INSTRUCTIONS ▸
A) Translate this sentence from the passage on Byron's life below into Spanish: "The true reasons for this separation will never be known."
B) According to the passage on Byron's life below, which works did he compose in Geneva? List every one.

In January, 1815, Byron married Miss Anne Isabella Milbanke, an heiress, and entitled in her own right to a peerage. How much Byron was influenced by his love for her and how much by his desire for her fortune will always remain a mooted question. It is noteworthy, however, that in after years Byron never spoke of her save with respect and affection. A few days over a year after the marriage, and five weeks after the birth of a daughter, Augusta Ada, Lady Byron left London, went to her father's house, and shortly afterward instituted proceedings for a legal separation. The true reasons for this separation will never be known. The monstrous charges made by Lady Byron in her old age are unproven and unprovable. It is probable that sufficient reasons are to be found in the mutual incompatability between the erratic, emotional poet, and the conventional, perhaps somewhat prudish, wife.

The marriage and quick separation were the talk of London. Byron, from feelings of delicacy we should like to think, refused to shield himself by casting any blame upon his wife. His poems, Fare Thee Well, and The Sketch, purporting to represent his feelings at the time, were privately circulated and, in April, printed in a newspaper. Gradually public opinion turned against him. By the time the separation papers were signed, April 18, Byron was socially ostracized, and a week later he left England for the Continent with apparently the bitterest of feelings at the injustice with which he had been treated. In the short space of four years he had turned the full circle, from obscurity to renown, and from renown back to ostracism.

Byron's best poetical work lay before him. He traveled by way of the Rhine to Geneva where he joined the Shelleys and, during his intimacy with them, wrote some of his finest poetry. The third canto of Childe Harold, Prometheus, The Prisoner of Chillon, two acts of Manfred, the Stanzas to Augusta (his beloved half-sister), and the Epistle to Augusta, were all composed there. It is a curious example of the volatile nature of the man that, fresh from his London disgrace, he contracted an intimacy with Jane Clairmont from which in December was born a natural daughter, Allegra.

Late in 1816 he left the Shelleys and went over the Alps to Italy, accompanied at first by his friend Hobhouse. He finally settled in Venice and there plunged into the lowest and most degrading dissipations. He seems to have taken a degenerate joy in writing accounts of these revels and intrigues to London, knowing, perhaps, that, spread along the electric wires of social gossip, they would scandalize London. He was to some extent redeemed from his miscellaneous debauchery by his liaison, beginning about 1819, with the young, beautiful, and accomplished Countess Guiccioli, who as his mistress for the next four years gave him all the love and care that could have been given by a devoted wife. From the end of 1819, indeed, the relations between Byron and the Countess were established on a recognized Italian basis, Byron being her cavalier servente. Even through these years of intrigue and dissipation, however, his splendid mind was busy, and his literary production great. He finished Manfred, wrote the Lament of Tasso, Beppo (1818), Mazeppa and two cantos of Don Juan (1819), three cantos of Don Juan, Marino Falieri, Sardanapalus, The Two Foscari, and Cain in 1821, The Vision of Judgment and Werner in 1822, the lyrical drama Heaven and Earth, Morgante Maggiore, and The Island in 1823, and The Deformed Transformed in 1824.

DATA LINES ▸
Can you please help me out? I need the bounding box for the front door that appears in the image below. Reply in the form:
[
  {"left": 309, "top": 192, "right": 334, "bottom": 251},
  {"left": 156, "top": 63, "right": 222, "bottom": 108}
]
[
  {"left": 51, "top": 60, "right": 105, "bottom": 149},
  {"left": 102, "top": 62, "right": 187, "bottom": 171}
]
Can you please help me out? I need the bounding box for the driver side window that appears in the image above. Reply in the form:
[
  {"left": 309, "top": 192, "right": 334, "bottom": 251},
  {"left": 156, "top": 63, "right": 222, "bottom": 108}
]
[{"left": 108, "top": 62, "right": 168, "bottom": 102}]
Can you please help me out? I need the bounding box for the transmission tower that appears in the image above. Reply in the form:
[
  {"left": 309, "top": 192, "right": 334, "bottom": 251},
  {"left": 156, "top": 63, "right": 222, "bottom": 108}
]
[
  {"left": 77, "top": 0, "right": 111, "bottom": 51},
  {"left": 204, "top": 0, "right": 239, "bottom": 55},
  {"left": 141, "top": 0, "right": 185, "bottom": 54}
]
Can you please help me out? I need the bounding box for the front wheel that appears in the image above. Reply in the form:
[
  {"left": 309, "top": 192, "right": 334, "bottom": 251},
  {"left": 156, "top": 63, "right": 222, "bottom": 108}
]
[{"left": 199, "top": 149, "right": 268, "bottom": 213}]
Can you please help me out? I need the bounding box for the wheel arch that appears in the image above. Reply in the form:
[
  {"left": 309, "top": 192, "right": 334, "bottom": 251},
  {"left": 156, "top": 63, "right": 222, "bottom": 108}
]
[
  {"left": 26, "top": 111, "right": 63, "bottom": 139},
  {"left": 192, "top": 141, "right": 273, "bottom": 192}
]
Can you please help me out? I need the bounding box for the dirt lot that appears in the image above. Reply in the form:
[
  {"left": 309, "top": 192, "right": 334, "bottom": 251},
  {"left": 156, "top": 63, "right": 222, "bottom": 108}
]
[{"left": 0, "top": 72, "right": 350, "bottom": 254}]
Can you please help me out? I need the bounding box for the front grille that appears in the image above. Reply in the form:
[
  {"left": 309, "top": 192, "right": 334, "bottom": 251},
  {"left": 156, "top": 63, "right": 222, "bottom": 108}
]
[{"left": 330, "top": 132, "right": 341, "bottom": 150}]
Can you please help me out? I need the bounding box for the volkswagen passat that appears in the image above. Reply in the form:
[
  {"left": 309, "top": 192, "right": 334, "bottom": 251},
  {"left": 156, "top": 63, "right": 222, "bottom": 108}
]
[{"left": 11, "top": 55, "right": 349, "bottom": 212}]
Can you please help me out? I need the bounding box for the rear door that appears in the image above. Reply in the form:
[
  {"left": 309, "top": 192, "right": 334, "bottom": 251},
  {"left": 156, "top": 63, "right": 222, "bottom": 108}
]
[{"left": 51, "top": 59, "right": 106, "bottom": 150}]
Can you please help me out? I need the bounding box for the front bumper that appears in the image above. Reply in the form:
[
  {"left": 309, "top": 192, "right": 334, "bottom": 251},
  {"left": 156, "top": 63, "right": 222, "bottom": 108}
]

TASK SOLUTIONS ▸
A) Las verdaderas razones de esta separación nunca se conocerán.

B)
- The third canto of Childe Harold
- Prometheus
- The Prisoner of Chillon
- Two acts of Manfred
- The Stanzas to Augusta
- The Epistle to Augusta